KUTIPAN:
Tahun 2021 oleh banyak pengamat ekonomi dianggap sebagai tahun pemulihan dari keterpurukan akibat pandemi. Masifnya distribusi vaksin COVID-19 memunculkan optimisme banyak kalangan akan pemulihan. Perusahaan teknologi SAP belum lama ini mengumumkan temuan studi baru dari perusahaan di Asia Tenggara khususnya terkait kondisi bisnis dan prioritas strategis, serta tantangan dan peluang untuk pertumbuhan pasca-pandemi.

Studi regional yang dilakukan oleh Oxford Economics terhadap 600 eksekutif senior (Termasuk 400 UKM) di Asia Tenggara dengan judul “Digital, Resilient, and Experience Driven: How Large Enterprises and SMEs in South East Asia Can Prepare for The New Economy” mengungkapkan bahwa perusahaan di Asia Tenggara yang mendapatkan momentum stabil memprioritaskan pertumbuhan dan pengalaman pelanggan. Namun, mereka menghadapi tantangan yang signifikan di bidang daya tarik dan retensi bakat, adopsi cloud, dan mendapatkan informasi dari data.

Saat perekonomian mulai mengidentifikasi laju pertumbuhan, perusahaan harus terus beradaptasi dengan ketahanan, mengubah cara kerja operasional mereka untuk dapat memenuhi harapan konsumen dalam ekonomi digital baru.

TUGAS DIKERJAKAN: Lanjutkan kutipan tentang pemulihan bisnis perusahaan di Asia Tenggara pascapandemi, dimulai tepat setelah kalimat terakhirnya. Catatan sesudah ini merupakan bahan tersendiri yang terlepas dari kutipan di atas.

CUPLIKAN DATA:
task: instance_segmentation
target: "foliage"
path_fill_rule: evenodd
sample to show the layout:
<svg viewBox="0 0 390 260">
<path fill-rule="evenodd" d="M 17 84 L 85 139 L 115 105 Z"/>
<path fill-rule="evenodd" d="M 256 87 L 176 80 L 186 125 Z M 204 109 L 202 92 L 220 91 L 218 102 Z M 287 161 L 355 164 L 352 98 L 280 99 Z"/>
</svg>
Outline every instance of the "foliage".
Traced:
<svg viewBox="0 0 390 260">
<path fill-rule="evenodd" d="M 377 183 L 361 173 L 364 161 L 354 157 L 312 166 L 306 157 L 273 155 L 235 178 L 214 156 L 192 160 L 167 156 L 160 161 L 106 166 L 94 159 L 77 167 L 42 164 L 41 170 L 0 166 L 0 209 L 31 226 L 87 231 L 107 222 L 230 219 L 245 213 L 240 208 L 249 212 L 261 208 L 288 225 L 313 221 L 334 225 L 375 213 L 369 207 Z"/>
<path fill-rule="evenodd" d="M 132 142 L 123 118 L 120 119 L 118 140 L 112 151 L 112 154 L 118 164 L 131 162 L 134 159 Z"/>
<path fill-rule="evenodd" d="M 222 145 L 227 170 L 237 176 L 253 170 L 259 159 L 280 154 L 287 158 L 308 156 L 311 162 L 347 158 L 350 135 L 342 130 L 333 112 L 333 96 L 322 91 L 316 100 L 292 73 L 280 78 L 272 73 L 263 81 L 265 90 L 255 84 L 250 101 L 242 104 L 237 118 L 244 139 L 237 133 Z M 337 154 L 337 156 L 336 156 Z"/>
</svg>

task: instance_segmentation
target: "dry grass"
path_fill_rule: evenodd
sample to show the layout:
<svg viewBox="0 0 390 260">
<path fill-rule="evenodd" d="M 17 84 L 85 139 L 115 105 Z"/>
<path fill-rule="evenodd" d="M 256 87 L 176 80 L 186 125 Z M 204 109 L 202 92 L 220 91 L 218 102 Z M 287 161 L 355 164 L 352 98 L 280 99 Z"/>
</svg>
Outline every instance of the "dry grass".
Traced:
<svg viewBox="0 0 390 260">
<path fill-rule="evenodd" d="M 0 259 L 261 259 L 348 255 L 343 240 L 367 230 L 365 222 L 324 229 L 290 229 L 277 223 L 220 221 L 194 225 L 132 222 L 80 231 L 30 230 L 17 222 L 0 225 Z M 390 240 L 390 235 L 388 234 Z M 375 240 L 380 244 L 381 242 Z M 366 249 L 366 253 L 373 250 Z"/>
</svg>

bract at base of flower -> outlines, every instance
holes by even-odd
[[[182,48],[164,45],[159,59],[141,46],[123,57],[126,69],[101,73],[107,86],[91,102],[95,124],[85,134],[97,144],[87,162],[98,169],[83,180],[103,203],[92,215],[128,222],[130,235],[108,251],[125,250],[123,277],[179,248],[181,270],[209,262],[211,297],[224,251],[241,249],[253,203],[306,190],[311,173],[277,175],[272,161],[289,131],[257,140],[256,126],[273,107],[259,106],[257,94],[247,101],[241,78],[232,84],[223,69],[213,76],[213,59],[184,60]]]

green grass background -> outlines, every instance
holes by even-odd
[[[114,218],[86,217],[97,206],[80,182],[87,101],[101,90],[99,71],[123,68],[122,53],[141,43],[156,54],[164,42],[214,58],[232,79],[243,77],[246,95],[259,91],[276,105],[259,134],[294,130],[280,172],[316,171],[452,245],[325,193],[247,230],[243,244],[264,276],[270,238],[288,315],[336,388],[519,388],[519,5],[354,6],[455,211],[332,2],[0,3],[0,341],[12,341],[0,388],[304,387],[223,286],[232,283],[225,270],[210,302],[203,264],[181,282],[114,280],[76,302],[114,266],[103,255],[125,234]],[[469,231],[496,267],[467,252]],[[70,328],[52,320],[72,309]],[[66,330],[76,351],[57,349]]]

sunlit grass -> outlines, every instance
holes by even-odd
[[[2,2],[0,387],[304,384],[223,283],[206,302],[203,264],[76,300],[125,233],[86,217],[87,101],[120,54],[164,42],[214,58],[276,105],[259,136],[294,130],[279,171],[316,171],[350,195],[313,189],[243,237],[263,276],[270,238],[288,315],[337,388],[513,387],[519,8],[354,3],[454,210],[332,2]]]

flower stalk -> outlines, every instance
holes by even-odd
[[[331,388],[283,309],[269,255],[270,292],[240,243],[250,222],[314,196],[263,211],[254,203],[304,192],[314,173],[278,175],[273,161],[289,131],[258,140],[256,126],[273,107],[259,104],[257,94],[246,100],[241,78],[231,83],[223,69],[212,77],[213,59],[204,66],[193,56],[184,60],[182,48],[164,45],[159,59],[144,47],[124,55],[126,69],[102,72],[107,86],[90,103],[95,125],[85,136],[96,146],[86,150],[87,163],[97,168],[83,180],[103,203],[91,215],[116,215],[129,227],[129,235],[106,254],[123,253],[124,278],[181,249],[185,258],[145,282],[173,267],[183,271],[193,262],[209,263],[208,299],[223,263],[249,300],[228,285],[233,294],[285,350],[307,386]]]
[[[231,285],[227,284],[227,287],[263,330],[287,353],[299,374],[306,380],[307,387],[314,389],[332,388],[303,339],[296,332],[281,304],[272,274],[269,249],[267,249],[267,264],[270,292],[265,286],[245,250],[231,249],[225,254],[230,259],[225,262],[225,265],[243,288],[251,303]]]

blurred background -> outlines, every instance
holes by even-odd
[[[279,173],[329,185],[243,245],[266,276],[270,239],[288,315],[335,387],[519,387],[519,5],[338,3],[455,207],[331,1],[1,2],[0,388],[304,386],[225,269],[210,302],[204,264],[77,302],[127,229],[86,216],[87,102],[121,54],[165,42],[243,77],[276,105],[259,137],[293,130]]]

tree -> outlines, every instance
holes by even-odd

HASIL TUGAS:
Perusahaan di Asia Tenggara mengidentifikasi pengalaman pelanggan sebagai strategi untuk survive (keberlangsungan hidup) dan growth (pertumbuhan), lebih dari sepertiga (35%) mengatakan bahwa service excellence (keunggulan layanan) saat ini menjadi sumber utama value dan diferensiasi mereka.

Pengalaman pelanggan yang positif juga dipertimbangkan untuk menjadi strategis utama untuk bisnis di kawasan Asia Tenggara, dengan faktor utama, yaitu personalisasi untuk pelanggan (59%), menyediakan produk atau layanan berkualitas tinggi (55%), memastikan perlindungan data dan privasi (53%), serta menawarkan harga yang kompetitif (51%).

Di Indonesia, perusahaan besar melihat bahwa meningkatkan pengalaman pelanggan sebagai prioritas utama dalam tiga tahun ke depan (61% dari total perusahaan Indonesia yang disurvei), diikuti meminimalisir risiko kepatuhan dan bisnis (42% dari total perusahaan Indonesia yang disurvei) dan menarik pelanggan baru (33% dari total perusahaan Indonesia yang disurvei).

Sementara bagi UKM Indonesia, tiga prioritas utama mereka adalah meningkatkan pengalaman pelanggan (43% dari total perusahaan Indonesia yang disurvei), pertumbuhan (40% dari total perusahaan Indonesia yang disurvei) dan meningkatkan keuntungan dan mengurangi biaya (27% dari total perusahaan Indonesia yang disurvei).

Fakta bahwa perusahaan Indonesia, baik UKM maupun perusahaan besar, saat ini mulai melakukan digitalisasi dan mengadopsi teknologi agar bisa tetap kompetitif di era pascapandemi sangat menggembirakan. “Seperti yang terungkap dalam studi tersebut, menurut saya, meningkatkan pengalaman pelanggan saat ini menjadi prioritas utama pimpinan bisnis di berbagai sektor,” kata Andreas Diantoro, Managing Director SAP Indonesia.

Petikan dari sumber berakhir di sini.